** Opening Document extract block **

ESR6 Secondment blog
Secondment, a regular English word I never used until I became a Marie-Curie PhD fellow. Secondment is a big part of the Marie-Curie research program as it enhances the mobility of researchers across Europe. Therefore, anyone who has ever been in the program would know secondment is a buzzword within the framework. Indeed, that’s part of what makes it an excellent program. Secondments give researchers the opportunity to partner with other institutions to establish research collaboration and build their research portfolio. That’s exactly what I spent the last spring doing—building connection and getting industrial training.
I have recently completed my first secondment at TECOdevelopment GmbH, Germany—a subsidiary of the Swiss-based TECOMedical group. During my time here, I worked together with other experts to fine-tune the development of non-invasive diagnostic testing for detecting parasite infections. Our innovative idea would be useful to the industry, farmers, and eventually the society. While TECOMedical group is committed to providing rapid diagnostics tools and test system in medical, veterinary, biosafety, and environmental testing, I am equally passionate about early detection of animal diseases and strengthening our surveillance system. The synergy resulted in a quality research output and industrial training. Follow our website for the resulting scientific publication that explains the details about the science we are doing and how we are improving livestock health.

** Closing Document extract block **
** Opening Entries supplied block **

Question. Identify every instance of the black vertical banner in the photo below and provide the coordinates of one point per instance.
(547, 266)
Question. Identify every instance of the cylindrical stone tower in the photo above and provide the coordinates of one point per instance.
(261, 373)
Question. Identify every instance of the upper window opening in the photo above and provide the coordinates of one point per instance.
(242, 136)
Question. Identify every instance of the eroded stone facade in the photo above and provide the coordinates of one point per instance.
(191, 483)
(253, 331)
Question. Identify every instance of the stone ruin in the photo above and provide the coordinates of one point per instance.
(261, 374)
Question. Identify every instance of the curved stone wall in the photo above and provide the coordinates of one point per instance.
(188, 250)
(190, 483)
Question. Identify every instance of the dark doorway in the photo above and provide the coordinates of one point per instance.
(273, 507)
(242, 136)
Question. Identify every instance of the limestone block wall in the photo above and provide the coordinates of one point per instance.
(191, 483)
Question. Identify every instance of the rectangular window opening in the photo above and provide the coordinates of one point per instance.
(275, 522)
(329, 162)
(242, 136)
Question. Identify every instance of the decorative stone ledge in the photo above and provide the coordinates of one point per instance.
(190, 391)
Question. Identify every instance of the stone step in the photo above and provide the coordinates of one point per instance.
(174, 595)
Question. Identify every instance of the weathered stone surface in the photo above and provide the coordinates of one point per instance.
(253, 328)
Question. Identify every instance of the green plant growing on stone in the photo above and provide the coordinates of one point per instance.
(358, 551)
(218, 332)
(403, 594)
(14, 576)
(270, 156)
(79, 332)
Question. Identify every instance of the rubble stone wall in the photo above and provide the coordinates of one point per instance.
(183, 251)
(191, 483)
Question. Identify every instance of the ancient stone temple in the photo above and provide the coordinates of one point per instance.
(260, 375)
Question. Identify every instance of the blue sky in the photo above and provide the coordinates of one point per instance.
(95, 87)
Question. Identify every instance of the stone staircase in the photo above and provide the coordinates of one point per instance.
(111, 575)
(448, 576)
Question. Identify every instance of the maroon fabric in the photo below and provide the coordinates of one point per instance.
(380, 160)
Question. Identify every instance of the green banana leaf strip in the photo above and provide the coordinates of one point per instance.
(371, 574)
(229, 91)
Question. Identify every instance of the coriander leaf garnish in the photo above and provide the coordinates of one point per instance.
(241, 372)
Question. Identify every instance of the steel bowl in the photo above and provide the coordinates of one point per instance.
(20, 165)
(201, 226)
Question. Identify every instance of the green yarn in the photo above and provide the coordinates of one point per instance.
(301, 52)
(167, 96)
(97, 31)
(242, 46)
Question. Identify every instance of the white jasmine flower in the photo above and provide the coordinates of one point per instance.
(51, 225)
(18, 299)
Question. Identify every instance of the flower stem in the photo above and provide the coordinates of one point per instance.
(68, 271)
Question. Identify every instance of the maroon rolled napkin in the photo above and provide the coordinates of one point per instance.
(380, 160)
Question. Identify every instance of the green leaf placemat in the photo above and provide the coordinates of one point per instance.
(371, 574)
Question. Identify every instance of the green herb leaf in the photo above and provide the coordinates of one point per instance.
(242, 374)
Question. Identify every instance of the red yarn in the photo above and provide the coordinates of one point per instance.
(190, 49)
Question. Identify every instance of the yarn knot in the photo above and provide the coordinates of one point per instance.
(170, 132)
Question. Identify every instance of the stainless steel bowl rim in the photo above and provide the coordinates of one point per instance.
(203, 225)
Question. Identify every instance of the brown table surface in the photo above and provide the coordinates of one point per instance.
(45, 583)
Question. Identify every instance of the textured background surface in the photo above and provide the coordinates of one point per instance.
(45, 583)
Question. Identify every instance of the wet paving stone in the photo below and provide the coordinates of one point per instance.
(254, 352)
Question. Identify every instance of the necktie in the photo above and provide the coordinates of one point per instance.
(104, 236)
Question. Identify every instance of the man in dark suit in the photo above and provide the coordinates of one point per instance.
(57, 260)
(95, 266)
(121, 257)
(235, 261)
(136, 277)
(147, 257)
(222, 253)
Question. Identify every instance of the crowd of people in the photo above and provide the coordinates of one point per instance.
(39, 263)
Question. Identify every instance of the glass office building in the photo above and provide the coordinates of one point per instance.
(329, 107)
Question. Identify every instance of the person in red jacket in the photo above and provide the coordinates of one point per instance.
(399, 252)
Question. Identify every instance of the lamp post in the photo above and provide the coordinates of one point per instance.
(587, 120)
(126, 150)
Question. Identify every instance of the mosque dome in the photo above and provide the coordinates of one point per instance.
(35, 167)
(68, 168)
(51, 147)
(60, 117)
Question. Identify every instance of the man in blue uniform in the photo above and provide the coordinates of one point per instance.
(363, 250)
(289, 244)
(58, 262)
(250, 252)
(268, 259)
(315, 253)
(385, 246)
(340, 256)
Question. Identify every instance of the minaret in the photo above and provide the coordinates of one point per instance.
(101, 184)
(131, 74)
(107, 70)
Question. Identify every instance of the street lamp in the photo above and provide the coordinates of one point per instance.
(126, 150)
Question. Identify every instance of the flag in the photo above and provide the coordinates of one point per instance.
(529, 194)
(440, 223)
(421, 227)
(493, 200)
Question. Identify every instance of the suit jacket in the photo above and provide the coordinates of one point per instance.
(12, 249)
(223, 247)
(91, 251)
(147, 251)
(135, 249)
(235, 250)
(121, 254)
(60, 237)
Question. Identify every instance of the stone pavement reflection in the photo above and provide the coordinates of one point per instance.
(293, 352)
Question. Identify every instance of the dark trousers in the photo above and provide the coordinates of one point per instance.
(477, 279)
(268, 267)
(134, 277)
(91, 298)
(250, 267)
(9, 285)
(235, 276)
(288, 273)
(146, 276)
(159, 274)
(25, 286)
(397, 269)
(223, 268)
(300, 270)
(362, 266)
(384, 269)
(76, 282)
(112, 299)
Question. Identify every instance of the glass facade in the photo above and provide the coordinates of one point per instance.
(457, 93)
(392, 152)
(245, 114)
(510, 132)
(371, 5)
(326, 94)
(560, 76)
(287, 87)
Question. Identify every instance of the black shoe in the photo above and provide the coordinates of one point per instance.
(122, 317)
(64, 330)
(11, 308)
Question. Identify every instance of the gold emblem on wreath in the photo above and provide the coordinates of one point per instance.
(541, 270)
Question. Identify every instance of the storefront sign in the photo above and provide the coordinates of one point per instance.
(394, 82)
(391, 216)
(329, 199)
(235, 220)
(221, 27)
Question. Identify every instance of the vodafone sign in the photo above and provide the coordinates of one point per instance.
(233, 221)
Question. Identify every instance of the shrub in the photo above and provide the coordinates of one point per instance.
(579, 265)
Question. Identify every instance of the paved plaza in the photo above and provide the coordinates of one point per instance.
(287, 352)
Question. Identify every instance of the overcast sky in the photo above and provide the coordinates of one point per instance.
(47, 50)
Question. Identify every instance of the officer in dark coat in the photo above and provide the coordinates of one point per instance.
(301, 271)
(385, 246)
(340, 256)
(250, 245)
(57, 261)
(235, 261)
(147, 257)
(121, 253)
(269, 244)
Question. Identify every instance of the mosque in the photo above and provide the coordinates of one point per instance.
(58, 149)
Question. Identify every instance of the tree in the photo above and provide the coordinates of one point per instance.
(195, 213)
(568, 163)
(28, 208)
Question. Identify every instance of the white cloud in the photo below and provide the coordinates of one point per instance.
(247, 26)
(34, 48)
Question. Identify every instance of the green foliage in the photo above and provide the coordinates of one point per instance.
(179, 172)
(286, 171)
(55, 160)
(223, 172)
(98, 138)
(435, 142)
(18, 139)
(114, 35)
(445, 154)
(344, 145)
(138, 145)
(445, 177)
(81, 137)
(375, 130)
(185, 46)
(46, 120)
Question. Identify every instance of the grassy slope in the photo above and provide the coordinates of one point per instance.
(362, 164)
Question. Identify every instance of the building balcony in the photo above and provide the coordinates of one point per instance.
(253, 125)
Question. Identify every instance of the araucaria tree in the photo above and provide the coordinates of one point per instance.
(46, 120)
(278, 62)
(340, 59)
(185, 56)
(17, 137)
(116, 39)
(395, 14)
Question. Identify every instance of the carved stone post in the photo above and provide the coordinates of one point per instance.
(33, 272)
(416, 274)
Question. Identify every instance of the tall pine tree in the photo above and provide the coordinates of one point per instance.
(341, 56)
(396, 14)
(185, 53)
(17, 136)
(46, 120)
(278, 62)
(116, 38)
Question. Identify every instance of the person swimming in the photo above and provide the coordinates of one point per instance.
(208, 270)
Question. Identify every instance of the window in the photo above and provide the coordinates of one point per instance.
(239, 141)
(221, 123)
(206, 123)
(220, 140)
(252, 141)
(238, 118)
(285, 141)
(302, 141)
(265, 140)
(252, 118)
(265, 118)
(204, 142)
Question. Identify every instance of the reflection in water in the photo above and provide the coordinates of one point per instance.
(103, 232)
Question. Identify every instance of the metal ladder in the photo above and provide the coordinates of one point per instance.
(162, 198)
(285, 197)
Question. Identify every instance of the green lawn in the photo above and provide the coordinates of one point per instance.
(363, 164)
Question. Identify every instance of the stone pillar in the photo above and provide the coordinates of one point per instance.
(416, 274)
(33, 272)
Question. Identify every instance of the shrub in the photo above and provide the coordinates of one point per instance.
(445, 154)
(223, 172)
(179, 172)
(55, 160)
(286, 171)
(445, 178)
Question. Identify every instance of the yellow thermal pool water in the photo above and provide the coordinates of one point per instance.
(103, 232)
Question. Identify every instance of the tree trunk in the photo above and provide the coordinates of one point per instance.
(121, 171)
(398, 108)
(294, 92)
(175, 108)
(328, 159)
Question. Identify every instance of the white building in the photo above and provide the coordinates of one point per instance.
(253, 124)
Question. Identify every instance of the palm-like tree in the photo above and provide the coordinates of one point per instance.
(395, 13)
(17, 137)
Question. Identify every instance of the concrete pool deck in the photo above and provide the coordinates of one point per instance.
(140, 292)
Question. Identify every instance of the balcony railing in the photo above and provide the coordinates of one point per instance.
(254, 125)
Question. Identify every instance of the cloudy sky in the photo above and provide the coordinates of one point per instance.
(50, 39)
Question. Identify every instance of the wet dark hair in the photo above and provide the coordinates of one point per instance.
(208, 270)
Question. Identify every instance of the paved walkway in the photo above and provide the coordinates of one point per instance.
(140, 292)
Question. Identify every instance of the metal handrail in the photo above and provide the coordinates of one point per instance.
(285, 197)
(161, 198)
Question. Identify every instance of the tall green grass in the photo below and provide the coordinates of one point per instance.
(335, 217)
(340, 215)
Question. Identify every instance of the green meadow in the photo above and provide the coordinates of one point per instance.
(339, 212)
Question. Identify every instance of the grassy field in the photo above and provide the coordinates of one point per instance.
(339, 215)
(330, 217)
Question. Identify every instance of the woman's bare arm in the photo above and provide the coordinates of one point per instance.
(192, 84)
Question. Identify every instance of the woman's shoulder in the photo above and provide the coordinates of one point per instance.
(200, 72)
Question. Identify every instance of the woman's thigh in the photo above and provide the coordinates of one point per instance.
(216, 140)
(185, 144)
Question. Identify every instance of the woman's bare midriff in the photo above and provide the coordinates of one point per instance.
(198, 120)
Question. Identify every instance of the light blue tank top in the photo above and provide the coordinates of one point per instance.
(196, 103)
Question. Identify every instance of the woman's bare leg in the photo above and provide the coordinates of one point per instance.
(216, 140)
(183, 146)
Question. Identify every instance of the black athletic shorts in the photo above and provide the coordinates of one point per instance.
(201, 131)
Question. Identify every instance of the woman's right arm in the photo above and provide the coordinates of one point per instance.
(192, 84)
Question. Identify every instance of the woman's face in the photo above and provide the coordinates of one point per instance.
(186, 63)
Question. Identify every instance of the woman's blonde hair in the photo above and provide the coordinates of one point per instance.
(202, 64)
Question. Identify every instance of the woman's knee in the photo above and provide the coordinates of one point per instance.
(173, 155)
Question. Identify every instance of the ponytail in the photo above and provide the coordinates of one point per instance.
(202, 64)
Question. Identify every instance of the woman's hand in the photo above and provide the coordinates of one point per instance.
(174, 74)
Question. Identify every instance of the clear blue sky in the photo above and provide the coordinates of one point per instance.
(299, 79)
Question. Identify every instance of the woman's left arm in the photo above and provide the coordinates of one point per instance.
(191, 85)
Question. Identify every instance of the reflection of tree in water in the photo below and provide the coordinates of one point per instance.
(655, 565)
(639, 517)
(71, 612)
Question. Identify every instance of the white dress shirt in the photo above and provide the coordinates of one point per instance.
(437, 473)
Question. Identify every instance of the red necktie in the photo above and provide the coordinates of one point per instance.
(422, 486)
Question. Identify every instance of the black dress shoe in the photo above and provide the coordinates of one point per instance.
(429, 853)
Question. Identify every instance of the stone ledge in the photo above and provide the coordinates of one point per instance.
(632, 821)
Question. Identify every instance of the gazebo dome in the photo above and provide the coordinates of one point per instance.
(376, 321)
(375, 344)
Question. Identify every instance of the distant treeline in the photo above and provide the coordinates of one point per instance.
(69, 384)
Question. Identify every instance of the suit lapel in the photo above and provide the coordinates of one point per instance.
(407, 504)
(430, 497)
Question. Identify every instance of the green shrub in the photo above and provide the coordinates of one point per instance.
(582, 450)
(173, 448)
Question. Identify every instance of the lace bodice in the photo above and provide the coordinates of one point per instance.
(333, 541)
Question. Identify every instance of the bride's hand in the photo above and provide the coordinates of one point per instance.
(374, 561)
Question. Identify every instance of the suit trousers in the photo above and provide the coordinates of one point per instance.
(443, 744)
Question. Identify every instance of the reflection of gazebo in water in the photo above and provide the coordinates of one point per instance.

** Closing Entries supplied block **

▸ **Exercise instructions**
[A] In the secondment blog post, at which company did the writer complete the first secondment?
[B] List every area of testing for which, according to the secondment blog post, the TECOMedical group provides rapid diagnostic tools and test systems.
[C] Resume the secondment blog post after its final sentence.
The material has no link to the secondment blog post.

▸ **Your written answers**
[A] TECOdevelopment GmbH in Germany, a subsidiary of the Swiss-based TECOMedical group.

[B] Medical, veterinary, biosafety, and environmental testing.

[C]
For me, secondment is not only about the collaborative research, but also about personal development, one that comes with exploring new places. Such exposure increases one’s cultural intelligence, informs one about global diversity and in fact about local diversity. I am primarily assigned to the Research Institute of Farm Animal Biology, which is based in the north of Germany, but I had moved to TECOdevelopment based in the western part of Germany. Living in a different part of Germany informs me about Germany’s regional diversity, the subtle difference in culture, language, and geography. In the northeast lies the Baltic Sea and the west is traversed by the Rhine.
I lived in Bonn during my secondment, which gave me the unique chance to experience life at the home of the legendary German composer Ludwig van Beethoven or the beautiful scenery from the Rhine. It was always a delight to walk along the Rhine or even the picturesque cherry blossom avenue. Nothing is compared to having such an experience during a rigorous PhD training. Oh, what a pleasant memory I am gathering?!
I am happy about my experiences as I not only improve my research skills but also my ability to adapt to new environments, to build collaboration and of course to manage stress linked to constant moving. I have now moved on to Aarhus University in Denmark to start another noteworthy and life-changing secondment and can’t wait to share my experience again. Until then, I am a proud MonoGutHealth ESR6!